Input for this task:
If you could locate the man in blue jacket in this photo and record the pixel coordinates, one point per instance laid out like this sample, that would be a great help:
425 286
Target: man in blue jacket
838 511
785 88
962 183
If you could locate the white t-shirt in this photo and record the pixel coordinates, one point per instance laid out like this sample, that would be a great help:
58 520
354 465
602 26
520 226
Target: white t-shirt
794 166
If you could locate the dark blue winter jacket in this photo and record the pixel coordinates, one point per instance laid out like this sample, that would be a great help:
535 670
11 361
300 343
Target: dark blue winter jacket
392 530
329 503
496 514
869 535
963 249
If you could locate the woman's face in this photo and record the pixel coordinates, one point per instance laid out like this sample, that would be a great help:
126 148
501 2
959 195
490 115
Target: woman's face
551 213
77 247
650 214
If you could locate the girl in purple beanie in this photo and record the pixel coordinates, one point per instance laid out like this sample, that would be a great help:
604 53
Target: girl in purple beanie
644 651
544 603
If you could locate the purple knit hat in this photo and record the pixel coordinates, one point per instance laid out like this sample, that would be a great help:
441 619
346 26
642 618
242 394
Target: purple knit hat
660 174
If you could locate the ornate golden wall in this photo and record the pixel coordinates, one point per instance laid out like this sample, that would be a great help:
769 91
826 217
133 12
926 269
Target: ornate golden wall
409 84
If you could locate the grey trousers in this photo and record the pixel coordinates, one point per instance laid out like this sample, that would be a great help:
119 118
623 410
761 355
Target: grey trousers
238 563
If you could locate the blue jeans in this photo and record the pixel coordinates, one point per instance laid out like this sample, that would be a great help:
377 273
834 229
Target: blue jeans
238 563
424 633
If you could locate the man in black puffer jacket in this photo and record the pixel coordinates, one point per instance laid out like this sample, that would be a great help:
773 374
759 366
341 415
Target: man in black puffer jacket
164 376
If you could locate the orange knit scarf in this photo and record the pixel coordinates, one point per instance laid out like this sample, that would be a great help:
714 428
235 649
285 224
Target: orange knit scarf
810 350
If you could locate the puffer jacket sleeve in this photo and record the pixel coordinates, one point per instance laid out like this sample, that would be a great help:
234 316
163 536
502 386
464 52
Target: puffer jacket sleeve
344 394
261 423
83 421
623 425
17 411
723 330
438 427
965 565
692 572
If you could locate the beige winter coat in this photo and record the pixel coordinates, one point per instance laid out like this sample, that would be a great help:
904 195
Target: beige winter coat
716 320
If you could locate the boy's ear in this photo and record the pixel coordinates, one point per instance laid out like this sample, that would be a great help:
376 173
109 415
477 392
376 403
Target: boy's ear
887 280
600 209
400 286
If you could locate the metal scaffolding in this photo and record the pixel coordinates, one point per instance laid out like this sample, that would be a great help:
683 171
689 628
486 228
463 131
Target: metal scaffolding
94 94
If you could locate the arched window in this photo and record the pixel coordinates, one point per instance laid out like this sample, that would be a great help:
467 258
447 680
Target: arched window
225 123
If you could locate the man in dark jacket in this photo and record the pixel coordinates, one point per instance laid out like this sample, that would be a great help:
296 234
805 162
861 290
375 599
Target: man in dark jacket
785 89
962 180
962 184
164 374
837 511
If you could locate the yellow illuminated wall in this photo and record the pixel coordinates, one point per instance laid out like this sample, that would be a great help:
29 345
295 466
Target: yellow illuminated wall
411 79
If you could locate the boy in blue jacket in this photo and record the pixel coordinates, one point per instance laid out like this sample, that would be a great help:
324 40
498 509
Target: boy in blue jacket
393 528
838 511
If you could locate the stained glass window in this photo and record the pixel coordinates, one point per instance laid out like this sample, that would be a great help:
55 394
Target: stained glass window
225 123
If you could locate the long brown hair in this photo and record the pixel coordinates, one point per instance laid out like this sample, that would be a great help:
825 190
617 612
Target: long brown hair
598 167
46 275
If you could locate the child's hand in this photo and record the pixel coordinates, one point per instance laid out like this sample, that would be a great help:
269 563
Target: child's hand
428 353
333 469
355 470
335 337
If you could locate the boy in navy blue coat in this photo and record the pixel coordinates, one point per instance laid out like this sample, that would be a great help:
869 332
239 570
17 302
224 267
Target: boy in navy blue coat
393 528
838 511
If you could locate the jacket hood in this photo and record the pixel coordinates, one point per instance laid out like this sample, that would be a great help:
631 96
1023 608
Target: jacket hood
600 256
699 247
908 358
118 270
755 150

Problem statement:
Copy out each line above, character for character.

Task response:
If you could locate the man in blue jacket in this photo and record the pixel coordinates, one point per instance laid out like this sample, that would be a great help:
425 286
Target: man in blue jacket
838 511
785 88
962 183
If you could locate the white t-shirt in this photo and record the pixel coordinates, one point per instance laid out like this sample, that would be a great help:
58 520
354 465
602 26
520 226
Target: white t-shirt
794 166
If you could locate the dark blue winter jacket in this photo and record the pixel coordinates, one point per instance laid out like this sample, that would be a great help:
535 670
11 361
300 343
Target: dark blue winter jacket
392 530
329 503
496 514
869 535
963 249
If you could locate the woman's face in this photo and record the pixel coordinates, one point per instance laid out like this sample, that would be a great help:
126 148
501 2
959 195
490 115
Target: woman's face
551 213
77 247
650 214
If you could locate the girl in purple beanie in this photo and record the pixel coordinates, one point per instance laid out like this sample, that would be a great help:
604 53
Target: girl in purple beanie
644 651
544 603
If you could locate the purple knit hat in this photo and record the pixel coordinates, one point per instance laid out like this sample, that would be a great help:
441 619
346 26
642 618
242 394
Target: purple knit hat
660 174
If you could locate the ornate golden wall in this photo and record the pixel coordinates, one point per instance laid out like this sample, that would be a great help:
769 91
826 217
133 12
926 269
Target: ornate golden wall
409 84
If you could locate the grey trousers in this photo and record the pixel coordinates, one point per instance laid out like this sample, that would be a great help:
119 118
623 410
761 355
Target: grey trousers
238 563
If you could locate the blue jeans in this photo and record the pixel coordinates, one point per instance laid out like this sample, that would be a great help:
377 273
834 229
Target: blue jeans
238 563
424 633
If you could locate the man in black puffer jacket in this photo and record the pixel coordinates, one point per instance laid out like this sample, that would be a great help:
773 374
759 366
341 415
Target: man in black puffer jacket
164 376
If you could locate the orange knit scarf in this photo and record the pixel coordinates, one point per instance laid out like this sample, that would be a great help:
714 428
235 649
285 224
Target: orange knit scarf
810 350
If you could locate the puffer jacket sleeve in this photo and record the pixel coordinates, one point per instance laid out like this sample, that would be a great help:
234 316
163 536
502 386
464 52
Target: puffer jacket sleeve
344 394
261 423
83 421
623 425
17 411
723 330
438 427
965 565
692 572
If you could locate the beige winter coat in this photo and record the pixel coordinates, one point per instance laid out like this sample, that would be a great help:
904 195
Target: beige winter coat
716 320
If you could locate the boy's ear in this photo and record the pixel coordinates, one point per instance laid out like this sample, that would be a great help:
376 173
109 415
477 392
376 403
Target: boy's ear
887 280
600 209
400 286
If you could locate the metal scaffolding in this photo and record the pixel coordinates, one point per instance laid out like this sample, that would be a great help:
683 171
689 628
486 228
463 131
Target: metal scaffolding
94 94
If you could locate the arched window in this photo and record the pixel coordinates, one point per instance laid out like this sample, that would be a great help:
467 258
447 680
Target: arched window
225 123
If you could locate the man in dark jacket in this photo and record the pixel coordinates, one point per instance laid out like this sample, that would be a great help:
296 234
805 162
861 290
375 599
Target: man in dark jacket
785 89
962 180
962 184
164 374
837 511
If you could locate the yellow illuminated wall in this photo and record the pixel coordinates, one point per instance laid out like this sample, that would be a great help:
29 345
295 466
Target: yellow illuminated wall
411 79
If you could locate the boy in blue jacket in this photo and record the pixel coordinates, one point per instance laid out like this sample, that would be a great help:
324 40
498 509
Target: boy in blue jacket
393 528
838 511
If you could locate the stained glass window in this photo and record the pixel coordinates, one point per instance laid out like this sample, that would be a great help:
55 394
Target: stained glass window
225 123
If you could locate the long brown hair in this photo and record the pixel coordinates, one point per instance laid out like this sample, that would be a great help:
825 190
617 612
Target: long brown hair
598 167
46 275
If you could locate the child's hand in this photo and record the pixel coordinates, one point per instance laid out like this sample, that would be a great help:
269 563
Target: child's hand
428 353
333 469
355 470
335 337
If you could locate the boy in navy blue coat in this photo and record the pixel coordinates, one point per instance laid out like this sample, that would be a great help:
869 332
239 570
17 302
224 267
Target: boy in navy blue coat
393 528
838 511
If you could locate the jacket hood in this photo and record the pixel coordinates, one point per instance laid out like this sample, that would be a great help:
631 96
1023 608
Target: jacket hood
600 256
699 247
908 358
118 270
755 150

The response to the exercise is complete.